> Written task
Copy out the data below word for word, leaving out the pictures.

__________________________________________________

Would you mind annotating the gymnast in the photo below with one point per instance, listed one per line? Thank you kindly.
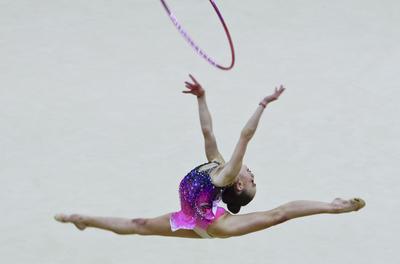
(206, 185)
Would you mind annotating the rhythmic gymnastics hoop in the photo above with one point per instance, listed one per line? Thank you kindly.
(199, 51)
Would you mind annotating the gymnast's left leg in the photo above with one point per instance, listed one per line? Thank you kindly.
(158, 226)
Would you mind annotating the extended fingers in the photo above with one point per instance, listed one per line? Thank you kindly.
(193, 79)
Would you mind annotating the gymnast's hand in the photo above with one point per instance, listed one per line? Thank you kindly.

__________________________________________________

> Solution to the problem
Would you mind annotating the gymnast in the photo below with one point per instance, listed one per line? Thank you kindly.
(206, 185)
Would you mind annotating the rhythmic gymnastics hoop in the photo above with one point per instance, listed one per line? Thank you kindly.
(199, 51)
Would you mind annotating the gymnast's left leg in the photo above with one point per instance, listed one per line? Thank you kindly.
(158, 226)
Would you mind annotating the extended fingers in the photo above with one point per instance, listed one per line? Thank you kindly.
(193, 79)
Would you mind annotating the gymnast's hand in the photo above with one point per instance, listed one per line? Thank you kindly.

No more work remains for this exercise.